DIRECTIVES:
- a) Copy the stretch of the Jesth passage from "Therefore, Jesth can" through "encode the data." word for word.
- b) Extend the passage about the Jesth format, picking up after its final sentence.

GIVEN PASSAGE:
For convenience, the Jesth library includes a proper and extensively tested hack to convert a compatible section to a dictionary data structure. In such a section that allows comments, one can encode strings (single or multi-line), scalars (integer, float, decimal float, complex, booleans), date and time, null value, binary data and nested collections (list and dictionary).
Therefore, Jesth can be used for configuration files, to create a scripting language, to act as a markup language to write docstrings so that a tool can generate reference documentation after parsing them, etc.
In the next few sections, we'll dive deep into Jesth, but first, why not TOML, YAML, or JSON ?
Why not TOML, YAML, or JSON ?
Jesth offers a high level of versatility that allows the programmer to freely decide what a section can contain and how to interpret its contents.
Moreover, whenever the programmer decides to adopt a dictionary as a data structure to formalize some or all sections of a Jesth document, he/she is offered a very readable and strict syntax to encode the data.

ITEMS:
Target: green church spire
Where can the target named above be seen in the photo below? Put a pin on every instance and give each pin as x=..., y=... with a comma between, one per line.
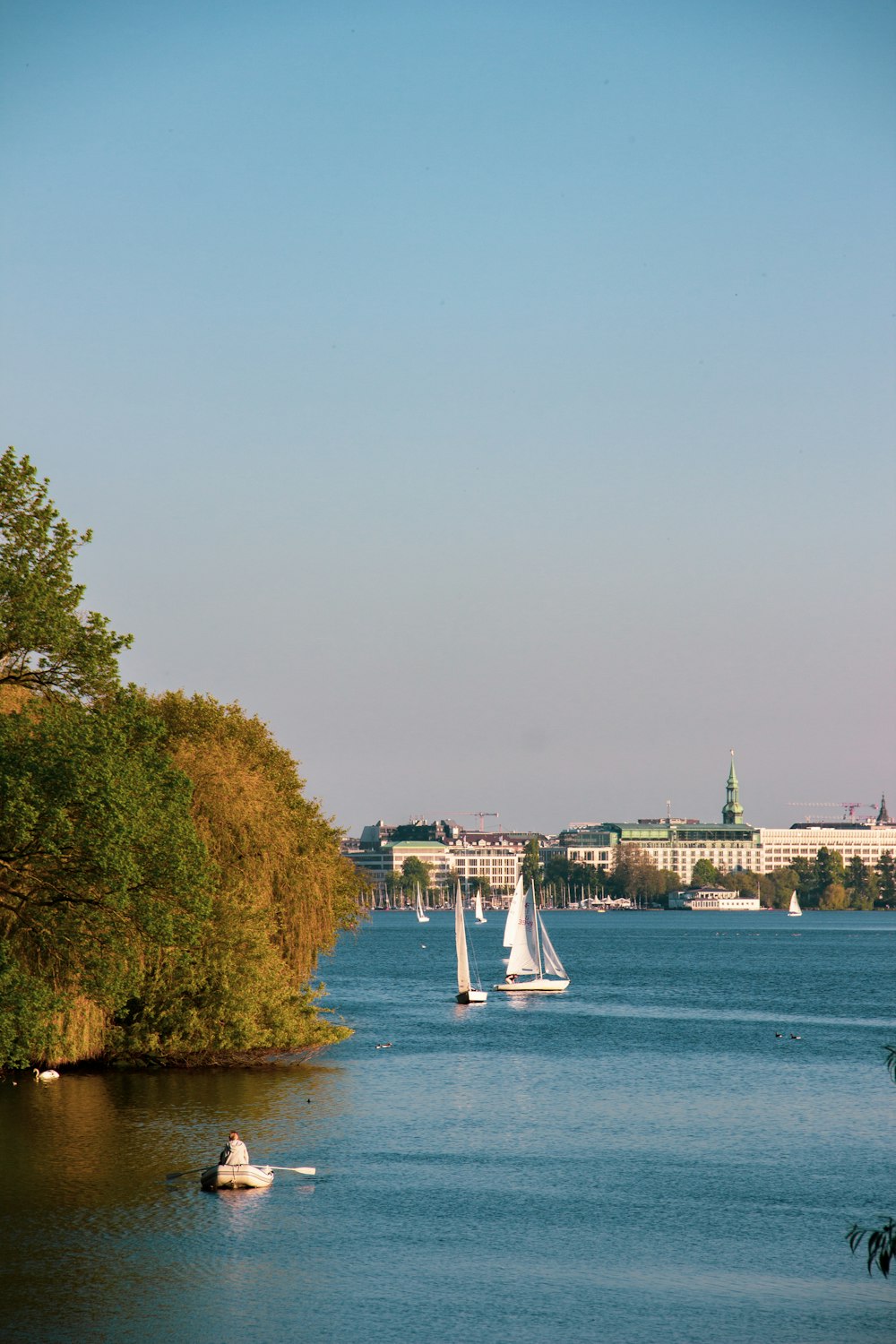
x=732, y=814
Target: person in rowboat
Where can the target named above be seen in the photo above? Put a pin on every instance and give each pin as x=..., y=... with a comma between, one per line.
x=234, y=1153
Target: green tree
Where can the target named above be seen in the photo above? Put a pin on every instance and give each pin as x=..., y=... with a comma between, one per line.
x=861, y=884
x=47, y=644
x=780, y=886
x=880, y=1241
x=99, y=866
x=282, y=892
x=834, y=897
x=394, y=884
x=828, y=871
x=704, y=874
x=634, y=876
x=885, y=870
x=530, y=863
x=416, y=871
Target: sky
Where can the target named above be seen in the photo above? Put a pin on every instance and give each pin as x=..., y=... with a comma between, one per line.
x=495, y=398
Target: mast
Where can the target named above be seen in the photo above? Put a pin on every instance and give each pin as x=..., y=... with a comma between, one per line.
x=538, y=932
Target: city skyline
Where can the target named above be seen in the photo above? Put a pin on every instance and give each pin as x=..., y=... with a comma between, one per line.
x=498, y=402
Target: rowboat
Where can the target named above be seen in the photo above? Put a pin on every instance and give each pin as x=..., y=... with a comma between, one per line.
x=236, y=1177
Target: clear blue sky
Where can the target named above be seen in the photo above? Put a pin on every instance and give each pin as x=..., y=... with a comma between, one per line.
x=497, y=398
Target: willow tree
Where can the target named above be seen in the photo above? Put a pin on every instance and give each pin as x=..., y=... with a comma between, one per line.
x=101, y=870
x=282, y=892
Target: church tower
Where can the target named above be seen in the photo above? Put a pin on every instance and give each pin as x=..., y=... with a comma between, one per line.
x=732, y=814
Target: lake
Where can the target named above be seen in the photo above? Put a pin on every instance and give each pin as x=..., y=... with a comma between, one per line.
x=640, y=1159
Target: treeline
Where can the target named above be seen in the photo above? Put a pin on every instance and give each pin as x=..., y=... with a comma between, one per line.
x=166, y=886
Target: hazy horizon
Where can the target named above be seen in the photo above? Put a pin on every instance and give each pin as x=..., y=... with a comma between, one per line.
x=498, y=401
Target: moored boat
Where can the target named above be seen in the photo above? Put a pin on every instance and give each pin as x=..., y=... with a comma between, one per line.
x=236, y=1177
x=465, y=991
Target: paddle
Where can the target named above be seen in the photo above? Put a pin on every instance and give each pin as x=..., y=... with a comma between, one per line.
x=303, y=1171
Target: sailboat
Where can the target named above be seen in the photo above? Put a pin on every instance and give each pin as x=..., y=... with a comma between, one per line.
x=465, y=992
x=532, y=954
x=513, y=913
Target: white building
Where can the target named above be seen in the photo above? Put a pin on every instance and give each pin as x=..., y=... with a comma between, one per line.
x=712, y=898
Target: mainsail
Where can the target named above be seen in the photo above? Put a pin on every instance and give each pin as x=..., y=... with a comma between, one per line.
x=524, y=949
x=552, y=964
x=460, y=938
x=513, y=913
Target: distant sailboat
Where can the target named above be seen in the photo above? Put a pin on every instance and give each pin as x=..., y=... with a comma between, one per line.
x=513, y=913
x=465, y=992
x=532, y=954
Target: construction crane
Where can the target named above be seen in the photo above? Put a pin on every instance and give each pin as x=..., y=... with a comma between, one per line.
x=479, y=814
x=849, y=808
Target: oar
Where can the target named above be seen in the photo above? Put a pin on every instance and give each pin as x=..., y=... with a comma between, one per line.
x=303, y=1171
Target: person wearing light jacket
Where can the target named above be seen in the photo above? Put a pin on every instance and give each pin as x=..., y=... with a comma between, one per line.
x=234, y=1153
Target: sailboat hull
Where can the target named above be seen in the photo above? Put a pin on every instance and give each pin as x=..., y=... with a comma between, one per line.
x=527, y=986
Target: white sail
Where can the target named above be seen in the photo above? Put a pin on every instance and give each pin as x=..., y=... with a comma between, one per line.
x=513, y=913
x=552, y=964
x=460, y=940
x=524, y=949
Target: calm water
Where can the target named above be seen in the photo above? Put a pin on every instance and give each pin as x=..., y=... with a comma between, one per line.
x=637, y=1160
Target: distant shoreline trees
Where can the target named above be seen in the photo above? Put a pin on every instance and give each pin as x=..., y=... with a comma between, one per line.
x=166, y=887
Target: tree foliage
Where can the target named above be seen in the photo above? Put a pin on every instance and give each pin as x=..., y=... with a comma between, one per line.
x=530, y=863
x=166, y=886
x=885, y=871
x=47, y=644
x=281, y=894
x=416, y=871
x=99, y=862
x=880, y=1242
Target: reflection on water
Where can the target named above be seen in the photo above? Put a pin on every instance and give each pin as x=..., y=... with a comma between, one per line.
x=640, y=1159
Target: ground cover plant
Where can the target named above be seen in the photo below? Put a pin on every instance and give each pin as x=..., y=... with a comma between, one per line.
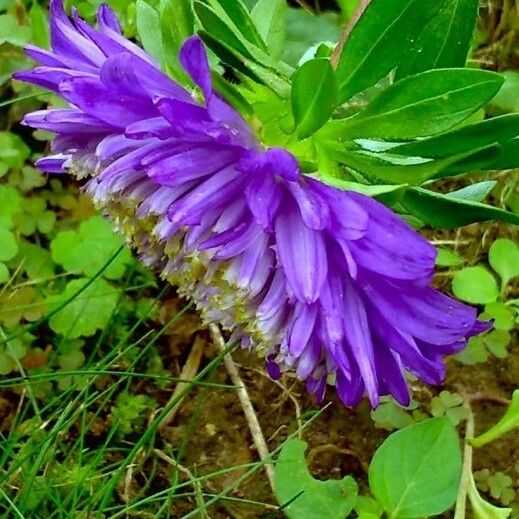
x=259, y=259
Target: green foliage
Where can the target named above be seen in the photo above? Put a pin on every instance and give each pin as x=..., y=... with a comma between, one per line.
x=450, y=405
x=304, y=496
x=508, y=422
x=424, y=104
x=314, y=95
x=85, y=251
x=87, y=312
x=131, y=412
x=475, y=285
x=414, y=453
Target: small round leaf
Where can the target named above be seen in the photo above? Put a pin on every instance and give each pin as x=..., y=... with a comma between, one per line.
x=475, y=285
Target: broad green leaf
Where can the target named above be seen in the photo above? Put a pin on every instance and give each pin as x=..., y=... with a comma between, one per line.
x=39, y=25
x=392, y=169
x=90, y=311
x=378, y=42
x=507, y=100
x=508, y=422
x=309, y=497
x=416, y=471
x=473, y=192
x=447, y=258
x=270, y=19
x=314, y=96
x=446, y=212
x=177, y=23
x=509, y=158
x=149, y=31
x=483, y=509
x=424, y=105
x=471, y=137
x=504, y=258
x=239, y=15
x=445, y=40
x=246, y=66
x=475, y=285
x=304, y=30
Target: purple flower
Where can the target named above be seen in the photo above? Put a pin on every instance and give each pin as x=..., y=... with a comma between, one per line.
x=328, y=283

ANSWERS BY TASK:
- a)
Therefore, Jesth can be used for configuration files, to create a scripting language, to act as a markup language to write docstrings so that a tool can generate reference documentation after parsing them, etc.
In the next few sections, we'll dive deep into Jesth, but first, why not TOML, YAML, or JSON ?
Why not TOML, YAML, or JSON ?
Jesth offers a high level of versatility that allows the programmer to freely decide what a section can contain and how to interpret its contents.
Moreover, whenever the programmer decides to adopt a dictionary as a data structure to formalize some or all sections of a Jesth document, he/she is offered a very readable and strict syntax to encode the data.

- b)
The library exposes an intuitive API for loading and dumping Dict sections with an option to preserve comments and whitespaces.
The following subsections will briefly compare TOML, YAML, and JSON to Jesth's dictionary data structure support.
Why not TOML ?
Jesth shares with TOML the use of square brackets to define sections (or tables in TOML terminology), therefore, among other formats, the TOML syntax is closest to Jesth. However, when dealing with nested structures, TOML becomes very confusing, revealing the limitations of its syntax.
Besides intuitiveness and readability, the design decisions behind Jesth accidentally created an unlimited reserved word pool. For example, the [[END]]
header (note the double brackets on either side) is reserved as a document separator, allowing you to mark the end of a Jesth stream or store multiple Jesth documents in a single file.
Why not YAML ?
YAML tightly embraces complexity and ambiguity, which are probably not useful for most programmers' needs. Jesth keeps it minimalist, unambiguous and very readable.
Why not JSON ?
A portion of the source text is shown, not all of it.